* WHAT YOU HAVE TO DO: Lay out the listing lines as a Markdown table with columns No. and Line, starting at the line containing "A rule for this batch: each instance of the blue" and ending at the line containing "column 104, row 1015". Give each line its row number under No. and skip any blank lines.

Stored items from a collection
__________________________________________________
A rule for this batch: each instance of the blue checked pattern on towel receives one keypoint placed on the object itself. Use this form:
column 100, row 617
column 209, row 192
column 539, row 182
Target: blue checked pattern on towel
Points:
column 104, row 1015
__________________________________________________
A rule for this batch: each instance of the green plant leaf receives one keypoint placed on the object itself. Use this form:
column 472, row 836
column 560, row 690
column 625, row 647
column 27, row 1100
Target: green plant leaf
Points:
__________________________________________________
* SOLUTION TO THE PROBLEM:
| No. | Line |
|---|---|
| 1 | A rule for this batch: each instance of the blue checked pattern on towel receives one keypoint placed on the object itself. Use this form: |
| 2 | column 100, row 617 |
| 3 | column 209, row 192 |
| 4 | column 539, row 182 |
| 5 | Target: blue checked pattern on towel |
| 6 | Points: |
| 7 | column 104, row 1015 |